• Problem details
Scan the records below for the line with "Prompted segmentation: for" and the line with "345L640 310L602 273L572". Repeat those two lines and every line between them exactly, and nothing else.

Collected data
++++++++++

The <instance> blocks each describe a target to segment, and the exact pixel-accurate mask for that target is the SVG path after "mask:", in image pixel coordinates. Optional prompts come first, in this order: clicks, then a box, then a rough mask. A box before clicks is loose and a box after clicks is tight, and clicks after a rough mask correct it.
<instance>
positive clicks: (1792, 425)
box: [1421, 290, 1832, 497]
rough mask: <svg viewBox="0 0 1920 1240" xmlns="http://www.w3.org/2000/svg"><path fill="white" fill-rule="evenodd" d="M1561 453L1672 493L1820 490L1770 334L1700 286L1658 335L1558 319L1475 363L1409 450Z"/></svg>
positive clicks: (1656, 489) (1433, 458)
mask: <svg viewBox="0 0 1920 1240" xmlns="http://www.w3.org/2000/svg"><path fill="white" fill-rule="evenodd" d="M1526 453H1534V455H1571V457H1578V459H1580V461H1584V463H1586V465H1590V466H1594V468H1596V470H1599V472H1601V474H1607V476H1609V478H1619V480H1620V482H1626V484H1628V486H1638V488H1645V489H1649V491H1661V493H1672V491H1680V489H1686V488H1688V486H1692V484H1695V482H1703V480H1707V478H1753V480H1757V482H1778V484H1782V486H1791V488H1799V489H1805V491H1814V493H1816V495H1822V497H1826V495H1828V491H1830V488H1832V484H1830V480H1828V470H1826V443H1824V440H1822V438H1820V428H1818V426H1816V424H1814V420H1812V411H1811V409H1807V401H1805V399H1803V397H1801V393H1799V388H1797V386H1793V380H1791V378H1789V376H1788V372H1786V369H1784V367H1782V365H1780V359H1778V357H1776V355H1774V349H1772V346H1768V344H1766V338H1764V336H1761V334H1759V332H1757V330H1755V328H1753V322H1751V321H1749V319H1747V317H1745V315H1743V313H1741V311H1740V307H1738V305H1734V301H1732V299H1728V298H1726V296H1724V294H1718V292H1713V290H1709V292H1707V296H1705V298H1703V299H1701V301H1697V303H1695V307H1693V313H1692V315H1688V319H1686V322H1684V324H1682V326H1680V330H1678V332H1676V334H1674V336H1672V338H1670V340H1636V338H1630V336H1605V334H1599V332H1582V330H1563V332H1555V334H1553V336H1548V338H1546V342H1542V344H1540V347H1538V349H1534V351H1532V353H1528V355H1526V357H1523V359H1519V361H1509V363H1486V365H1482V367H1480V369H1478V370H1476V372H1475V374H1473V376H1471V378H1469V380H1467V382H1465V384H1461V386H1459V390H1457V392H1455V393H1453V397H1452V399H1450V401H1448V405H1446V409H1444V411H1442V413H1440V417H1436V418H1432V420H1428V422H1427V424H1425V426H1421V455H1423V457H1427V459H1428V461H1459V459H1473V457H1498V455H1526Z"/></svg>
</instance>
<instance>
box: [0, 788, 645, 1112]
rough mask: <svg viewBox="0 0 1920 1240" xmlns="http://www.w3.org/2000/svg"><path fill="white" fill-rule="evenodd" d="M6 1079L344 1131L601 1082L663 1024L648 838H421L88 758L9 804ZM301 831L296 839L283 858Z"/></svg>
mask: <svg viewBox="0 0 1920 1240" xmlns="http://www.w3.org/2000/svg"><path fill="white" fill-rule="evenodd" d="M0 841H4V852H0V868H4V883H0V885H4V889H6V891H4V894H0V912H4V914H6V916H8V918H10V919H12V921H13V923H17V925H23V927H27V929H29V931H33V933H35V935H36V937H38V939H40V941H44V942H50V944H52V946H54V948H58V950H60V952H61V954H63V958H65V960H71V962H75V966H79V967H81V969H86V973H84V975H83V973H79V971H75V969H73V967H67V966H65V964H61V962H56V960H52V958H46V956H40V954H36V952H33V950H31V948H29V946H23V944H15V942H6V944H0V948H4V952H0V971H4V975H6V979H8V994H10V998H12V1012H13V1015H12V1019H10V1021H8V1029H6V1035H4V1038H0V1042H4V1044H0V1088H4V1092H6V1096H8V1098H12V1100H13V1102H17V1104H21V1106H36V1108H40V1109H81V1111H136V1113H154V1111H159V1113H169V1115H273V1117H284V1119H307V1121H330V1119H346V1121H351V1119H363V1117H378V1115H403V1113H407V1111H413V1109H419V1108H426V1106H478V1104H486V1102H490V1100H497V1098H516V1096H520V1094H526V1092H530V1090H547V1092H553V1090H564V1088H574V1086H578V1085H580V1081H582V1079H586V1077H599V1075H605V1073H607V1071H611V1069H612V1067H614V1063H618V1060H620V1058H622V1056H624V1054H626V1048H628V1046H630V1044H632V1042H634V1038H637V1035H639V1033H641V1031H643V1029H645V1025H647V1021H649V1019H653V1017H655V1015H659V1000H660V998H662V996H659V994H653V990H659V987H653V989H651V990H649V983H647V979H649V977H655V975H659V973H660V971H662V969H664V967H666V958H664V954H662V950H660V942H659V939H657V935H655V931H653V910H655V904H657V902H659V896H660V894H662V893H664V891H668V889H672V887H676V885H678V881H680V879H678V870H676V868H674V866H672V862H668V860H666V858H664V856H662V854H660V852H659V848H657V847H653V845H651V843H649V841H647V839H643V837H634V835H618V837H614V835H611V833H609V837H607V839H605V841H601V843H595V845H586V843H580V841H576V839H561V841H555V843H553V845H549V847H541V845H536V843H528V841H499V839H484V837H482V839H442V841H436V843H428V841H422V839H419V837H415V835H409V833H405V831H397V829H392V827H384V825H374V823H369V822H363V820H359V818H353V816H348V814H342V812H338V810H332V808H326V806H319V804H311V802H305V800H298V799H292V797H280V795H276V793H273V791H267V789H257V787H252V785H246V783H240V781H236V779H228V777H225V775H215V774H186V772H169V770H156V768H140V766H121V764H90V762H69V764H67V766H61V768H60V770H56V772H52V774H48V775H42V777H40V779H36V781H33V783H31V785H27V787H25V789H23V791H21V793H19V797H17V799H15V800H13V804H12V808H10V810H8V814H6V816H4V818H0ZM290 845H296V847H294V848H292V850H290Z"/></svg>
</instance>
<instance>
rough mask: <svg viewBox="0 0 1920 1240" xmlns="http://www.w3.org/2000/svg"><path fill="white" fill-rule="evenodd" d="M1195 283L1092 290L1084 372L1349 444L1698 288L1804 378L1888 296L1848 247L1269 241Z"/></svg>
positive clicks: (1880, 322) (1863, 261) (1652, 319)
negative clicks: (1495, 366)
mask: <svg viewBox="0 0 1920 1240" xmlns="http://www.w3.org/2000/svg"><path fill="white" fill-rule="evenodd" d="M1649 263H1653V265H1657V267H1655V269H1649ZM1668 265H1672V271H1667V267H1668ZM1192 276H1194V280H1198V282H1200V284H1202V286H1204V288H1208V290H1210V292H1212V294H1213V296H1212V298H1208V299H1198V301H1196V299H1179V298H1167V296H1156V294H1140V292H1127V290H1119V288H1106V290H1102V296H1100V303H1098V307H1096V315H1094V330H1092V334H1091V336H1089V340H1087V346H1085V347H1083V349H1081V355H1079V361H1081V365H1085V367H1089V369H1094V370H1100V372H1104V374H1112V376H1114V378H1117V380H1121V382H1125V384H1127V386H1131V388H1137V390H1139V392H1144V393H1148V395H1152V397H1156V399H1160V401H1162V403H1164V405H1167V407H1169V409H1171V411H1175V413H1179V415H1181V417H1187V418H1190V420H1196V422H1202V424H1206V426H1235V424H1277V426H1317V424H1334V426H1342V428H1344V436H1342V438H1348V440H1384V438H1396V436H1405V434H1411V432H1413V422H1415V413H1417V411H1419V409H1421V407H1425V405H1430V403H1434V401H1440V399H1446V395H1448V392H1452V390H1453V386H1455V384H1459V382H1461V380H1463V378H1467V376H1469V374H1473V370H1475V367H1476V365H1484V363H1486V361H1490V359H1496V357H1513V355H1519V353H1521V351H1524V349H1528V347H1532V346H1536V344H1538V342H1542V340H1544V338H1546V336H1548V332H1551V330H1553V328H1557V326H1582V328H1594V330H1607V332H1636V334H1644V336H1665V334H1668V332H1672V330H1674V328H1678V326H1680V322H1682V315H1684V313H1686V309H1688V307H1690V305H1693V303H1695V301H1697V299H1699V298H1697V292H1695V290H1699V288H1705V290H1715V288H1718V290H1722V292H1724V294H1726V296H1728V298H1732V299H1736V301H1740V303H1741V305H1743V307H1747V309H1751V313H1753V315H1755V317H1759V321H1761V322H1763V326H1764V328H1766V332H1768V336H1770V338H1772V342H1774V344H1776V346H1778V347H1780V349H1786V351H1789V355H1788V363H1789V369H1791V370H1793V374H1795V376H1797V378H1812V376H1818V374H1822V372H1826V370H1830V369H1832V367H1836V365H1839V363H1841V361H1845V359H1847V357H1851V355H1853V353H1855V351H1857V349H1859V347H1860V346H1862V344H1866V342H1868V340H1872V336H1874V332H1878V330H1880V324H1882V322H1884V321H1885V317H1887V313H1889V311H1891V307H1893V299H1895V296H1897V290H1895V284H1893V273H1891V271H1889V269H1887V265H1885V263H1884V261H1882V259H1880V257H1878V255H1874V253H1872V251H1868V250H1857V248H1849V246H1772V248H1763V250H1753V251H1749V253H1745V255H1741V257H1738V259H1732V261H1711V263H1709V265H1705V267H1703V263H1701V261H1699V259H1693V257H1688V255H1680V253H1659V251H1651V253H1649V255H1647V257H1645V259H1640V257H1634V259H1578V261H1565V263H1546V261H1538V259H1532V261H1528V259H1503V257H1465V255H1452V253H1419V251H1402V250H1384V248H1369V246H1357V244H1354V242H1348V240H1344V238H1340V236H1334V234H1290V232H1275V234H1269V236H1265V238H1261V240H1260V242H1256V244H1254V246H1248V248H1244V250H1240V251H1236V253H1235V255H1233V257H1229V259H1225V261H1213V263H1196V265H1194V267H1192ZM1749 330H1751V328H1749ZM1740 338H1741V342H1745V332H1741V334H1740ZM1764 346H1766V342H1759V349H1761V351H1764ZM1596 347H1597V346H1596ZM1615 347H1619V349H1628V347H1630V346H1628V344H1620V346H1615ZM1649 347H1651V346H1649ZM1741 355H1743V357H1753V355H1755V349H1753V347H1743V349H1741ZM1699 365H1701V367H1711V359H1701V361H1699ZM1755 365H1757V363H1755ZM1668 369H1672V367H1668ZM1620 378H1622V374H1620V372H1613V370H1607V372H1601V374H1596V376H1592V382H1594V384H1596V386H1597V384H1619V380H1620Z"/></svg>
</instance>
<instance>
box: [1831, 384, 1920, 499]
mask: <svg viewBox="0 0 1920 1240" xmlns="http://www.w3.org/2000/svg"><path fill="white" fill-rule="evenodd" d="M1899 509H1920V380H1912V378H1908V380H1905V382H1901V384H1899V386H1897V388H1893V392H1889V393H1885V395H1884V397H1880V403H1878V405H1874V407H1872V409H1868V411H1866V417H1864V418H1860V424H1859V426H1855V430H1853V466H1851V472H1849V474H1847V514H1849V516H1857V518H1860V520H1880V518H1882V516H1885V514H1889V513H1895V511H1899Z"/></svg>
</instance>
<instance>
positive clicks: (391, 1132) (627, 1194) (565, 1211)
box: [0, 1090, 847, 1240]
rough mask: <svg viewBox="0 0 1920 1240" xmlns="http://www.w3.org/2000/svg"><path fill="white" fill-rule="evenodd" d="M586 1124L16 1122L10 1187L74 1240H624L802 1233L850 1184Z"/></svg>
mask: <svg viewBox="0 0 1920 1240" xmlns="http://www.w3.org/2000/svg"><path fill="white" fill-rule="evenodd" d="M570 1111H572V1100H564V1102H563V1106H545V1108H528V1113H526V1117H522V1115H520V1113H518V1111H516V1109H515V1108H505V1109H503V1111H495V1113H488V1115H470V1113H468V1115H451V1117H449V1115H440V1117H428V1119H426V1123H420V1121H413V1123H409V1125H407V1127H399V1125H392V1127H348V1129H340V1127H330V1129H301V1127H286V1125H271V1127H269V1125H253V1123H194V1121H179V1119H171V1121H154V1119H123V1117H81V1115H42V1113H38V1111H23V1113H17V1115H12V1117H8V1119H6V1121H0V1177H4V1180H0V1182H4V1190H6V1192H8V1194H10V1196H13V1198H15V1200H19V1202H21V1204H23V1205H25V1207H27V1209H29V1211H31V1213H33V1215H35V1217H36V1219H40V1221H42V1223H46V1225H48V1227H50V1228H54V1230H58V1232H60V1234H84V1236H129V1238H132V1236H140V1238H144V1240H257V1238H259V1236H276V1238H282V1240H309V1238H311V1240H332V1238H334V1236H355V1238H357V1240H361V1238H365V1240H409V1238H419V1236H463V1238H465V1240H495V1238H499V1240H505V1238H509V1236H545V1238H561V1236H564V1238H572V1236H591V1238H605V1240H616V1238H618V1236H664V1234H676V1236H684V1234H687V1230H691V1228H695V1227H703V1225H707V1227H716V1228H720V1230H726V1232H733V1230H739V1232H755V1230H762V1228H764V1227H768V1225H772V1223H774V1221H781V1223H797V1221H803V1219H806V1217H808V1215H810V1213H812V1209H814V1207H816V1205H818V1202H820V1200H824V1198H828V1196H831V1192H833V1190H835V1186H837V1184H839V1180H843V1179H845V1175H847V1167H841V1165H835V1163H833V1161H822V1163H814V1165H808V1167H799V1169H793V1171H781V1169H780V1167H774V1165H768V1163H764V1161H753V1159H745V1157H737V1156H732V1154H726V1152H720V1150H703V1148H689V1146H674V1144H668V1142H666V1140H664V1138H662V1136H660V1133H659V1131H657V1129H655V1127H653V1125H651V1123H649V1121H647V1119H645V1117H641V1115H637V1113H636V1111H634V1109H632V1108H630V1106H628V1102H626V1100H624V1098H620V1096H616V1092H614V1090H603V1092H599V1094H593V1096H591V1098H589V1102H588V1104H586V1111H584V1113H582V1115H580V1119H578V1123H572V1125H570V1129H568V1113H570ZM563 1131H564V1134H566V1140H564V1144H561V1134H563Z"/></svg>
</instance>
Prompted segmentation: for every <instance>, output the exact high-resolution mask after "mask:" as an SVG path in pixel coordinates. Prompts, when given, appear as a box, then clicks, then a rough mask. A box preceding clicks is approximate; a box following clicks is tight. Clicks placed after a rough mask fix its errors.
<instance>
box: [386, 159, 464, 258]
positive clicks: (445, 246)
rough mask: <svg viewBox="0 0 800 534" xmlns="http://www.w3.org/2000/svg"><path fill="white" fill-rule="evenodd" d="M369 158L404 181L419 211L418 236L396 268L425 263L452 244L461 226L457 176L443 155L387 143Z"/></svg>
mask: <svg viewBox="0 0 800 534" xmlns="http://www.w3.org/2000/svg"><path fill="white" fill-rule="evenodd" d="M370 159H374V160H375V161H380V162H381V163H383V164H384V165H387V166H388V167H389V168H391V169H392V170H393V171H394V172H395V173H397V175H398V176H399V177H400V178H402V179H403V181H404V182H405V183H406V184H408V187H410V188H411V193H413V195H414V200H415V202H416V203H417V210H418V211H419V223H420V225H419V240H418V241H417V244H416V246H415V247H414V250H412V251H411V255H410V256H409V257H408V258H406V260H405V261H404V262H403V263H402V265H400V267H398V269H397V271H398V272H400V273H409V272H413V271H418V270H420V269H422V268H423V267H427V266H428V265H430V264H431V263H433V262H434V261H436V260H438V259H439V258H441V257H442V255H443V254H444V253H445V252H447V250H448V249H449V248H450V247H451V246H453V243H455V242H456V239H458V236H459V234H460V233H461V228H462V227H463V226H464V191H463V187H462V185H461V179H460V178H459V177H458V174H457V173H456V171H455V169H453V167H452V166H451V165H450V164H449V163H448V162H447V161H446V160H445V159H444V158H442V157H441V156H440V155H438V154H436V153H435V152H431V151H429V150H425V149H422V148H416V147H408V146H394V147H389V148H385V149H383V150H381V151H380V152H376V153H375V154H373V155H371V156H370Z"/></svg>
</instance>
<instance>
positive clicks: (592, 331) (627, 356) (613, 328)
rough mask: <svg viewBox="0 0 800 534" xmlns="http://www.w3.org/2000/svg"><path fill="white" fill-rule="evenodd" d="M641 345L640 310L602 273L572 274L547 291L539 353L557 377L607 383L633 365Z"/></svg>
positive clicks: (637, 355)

++++++++++

• Solution for this exercise
Prompted segmentation: for every <instance>, output the exact high-resolution mask after "mask:" as an SVG path in pixel coordinates. Prompts, when given, appear as a box, then clicks, then a rough mask. A box preceding clicks is approximate; a box following clicks is tight. Clicks placed after a rough mask fix its errors.
<instance>
box: [386, 159, 464, 258]
positive clicks: (445, 246)
rough mask: <svg viewBox="0 0 800 534" xmlns="http://www.w3.org/2000/svg"><path fill="white" fill-rule="evenodd" d="M369 158L404 181L419 211L418 236L396 268L425 263L452 244L461 226L457 176L443 155L387 143Z"/></svg>
mask: <svg viewBox="0 0 800 534" xmlns="http://www.w3.org/2000/svg"><path fill="white" fill-rule="evenodd" d="M370 159H374V160H375V161H380V162H381V163H383V164H384V165H387V166H388V167H389V168H391V169H392V170H393V171H394V172H395V173H397V175H398V176H399V177H400V178H402V179H403V181H404V182H405V183H406V184H408V187H410V188H411V193H413V195H414V200H415V202H416V203H417V210H418V211H419V223H420V225H419V240H418V241H417V244H416V246H415V247H414V250H412V251H411V255H410V256H409V257H408V258H406V260H405V261H404V262H403V263H402V265H400V267H398V269H397V271H398V272H400V273H409V272H413V271H418V270H420V269H422V268H423V267H427V266H428V265H430V264H431V263H433V262H434V261H436V260H438V259H439V258H441V257H442V255H443V254H444V253H445V252H447V250H448V249H449V248H450V247H451V246H453V243H455V242H456V239H458V236H459V234H460V233H461V228H462V227H463V226H464V191H463V187H462V185H461V179H460V178H459V177H458V174H457V173H456V171H455V169H453V167H452V166H451V165H450V164H449V163H448V162H447V161H446V160H445V159H444V158H442V157H441V156H440V155H438V154H436V153H435V152H431V151H429V150H425V149H422V148H416V147H408V146H394V147H389V148H385V149H383V150H381V151H380V152H376V153H375V154H373V155H371V156H370Z"/></svg>
</instance>
<instance>
positive clicks: (592, 331) (627, 356) (613, 328)
rough mask: <svg viewBox="0 0 800 534" xmlns="http://www.w3.org/2000/svg"><path fill="white" fill-rule="evenodd" d="M641 345L640 310L602 273L572 274L547 291L539 353L557 377L607 383L633 365Z"/></svg>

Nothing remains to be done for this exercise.